» **Selected extract**:
= = = = = = =

Bitcoin Upgrade Governance, Hard Forks and Segregated Witness

Jeff Garzik
6 min readFeb 10, 2016

When considering upgrades of production systems, details of the transition can be as important as the theoretical end state goal being sought.

The two major updates currently being evaluated in the bitcoin community are a 2M hard fork, and a soft fork enabling Segregated Witness. Both upgrades have risks, benefits, and time factors involved. Both transitions need to be gamed-out in terms of ecosystem impact, software upgrades required.

Issue #1: SegWit Trickle-up complexity

In terms of updates to production software, Segregated Witness pushes complexity up-layer, with a ripple-out impact of changes, from one team (bitcoin core) to many teams out in the ecosystem. To give a specific example, one notable bitcoin business is using a custom fork of a bitcoin lib to power their core business systems and user-facing properties. Their operations are otherwise not block-size-sensitive. Their menu of choices are

  • Upgrade bitcoind in conjunction with community roll-out plan (2M hard fork)

and/or

  • Upgrade bitcoind to continue fully validating chain in trustless manner.
  • Wait for bitcoin lib to receive SW updates (or DIY).
  • Wait for bitcoin lib to proceed through raw > beta > rc > production release cycle.
  • Merge and upgrade in-house bitcoin lib fork, with its own production release cycle.
  • Upgrade in-house bitcoin-based backend and frontend (ideally coupled with b4’s release cycle).

The contrast in manpower, code change and internal software update cycles is readily apparent. In terms of production planning, SegWit makes work for many more teams beyond core. Miners, exchanges, explorers, wallets and more are much more sensitive to transaction format/signing changes than block size changes.

= = = = = = =

» **Supplied data**:
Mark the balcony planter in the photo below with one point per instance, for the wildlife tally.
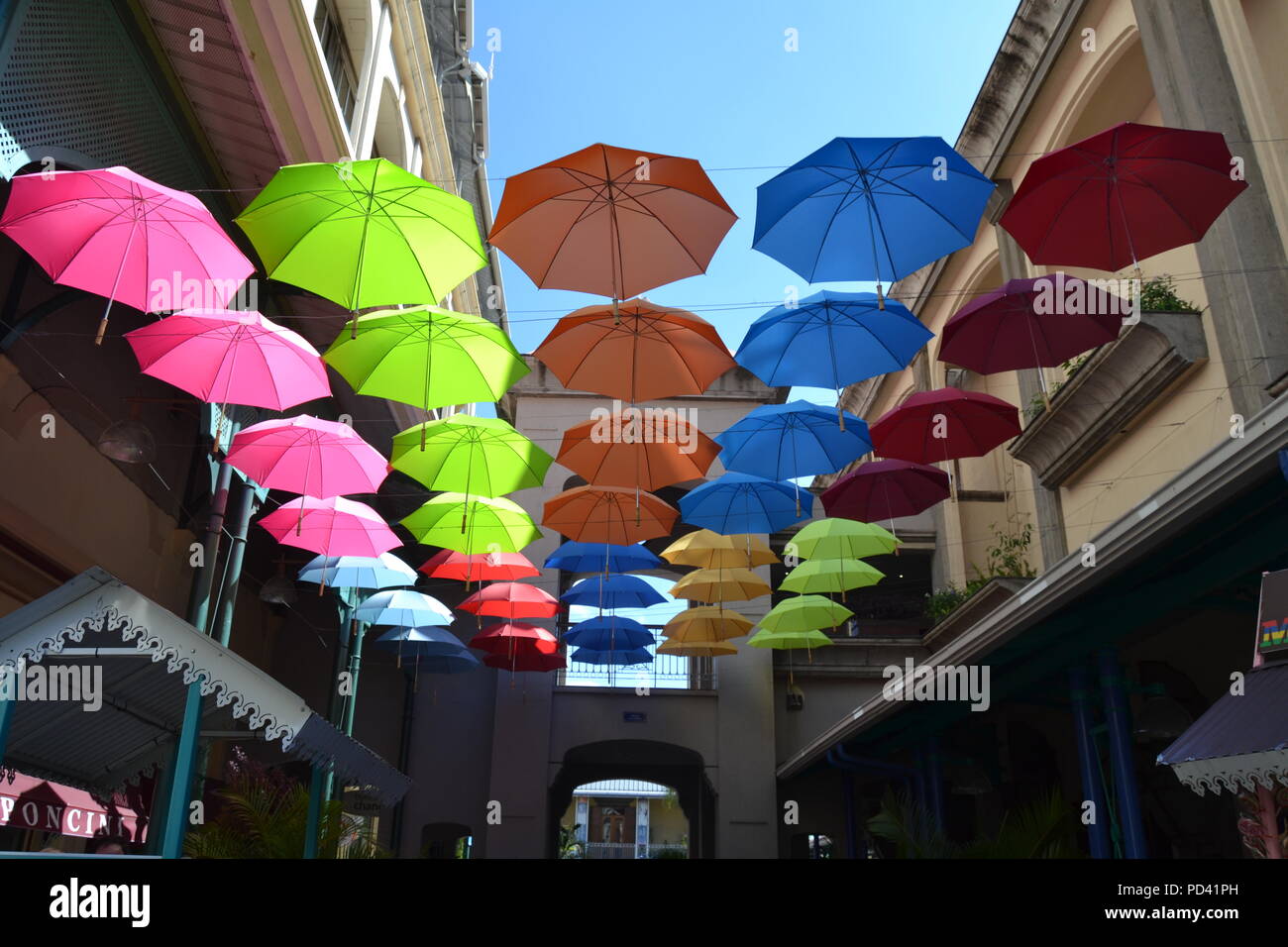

= = = = = = =

» **Set problem**:
Retype the stretch from "In terms of updates" through "rc > production release cycle." in the bitcoin upgrade article above, keeping every word and mark unchanged.

» **Reply to the exercise**:
In terms of updates to production software, Segregated Witness pushes complexity up-layer, with a ripple-out impact of changes, from one team (bitcoin core) to many teams out in the ecosystem. To give a specific example, one notable bitcoin business is using a custom fork of a bitcoin lib to power their core business systems and user-facing properties. Their operations are otherwise not block-size-sensitive. Their menu of choices are

  • Upgrade bitcoind in conjunction with community roll-out plan (2M hard fork)

and/or

  • Upgrade bitcoind to continue fully validating chain in trustless manner.
  • Wait for bitcoin lib to receive SW updates (or DIY).
  • Wait for bitcoin lib to proceed through raw > beta > rc > production release cycle.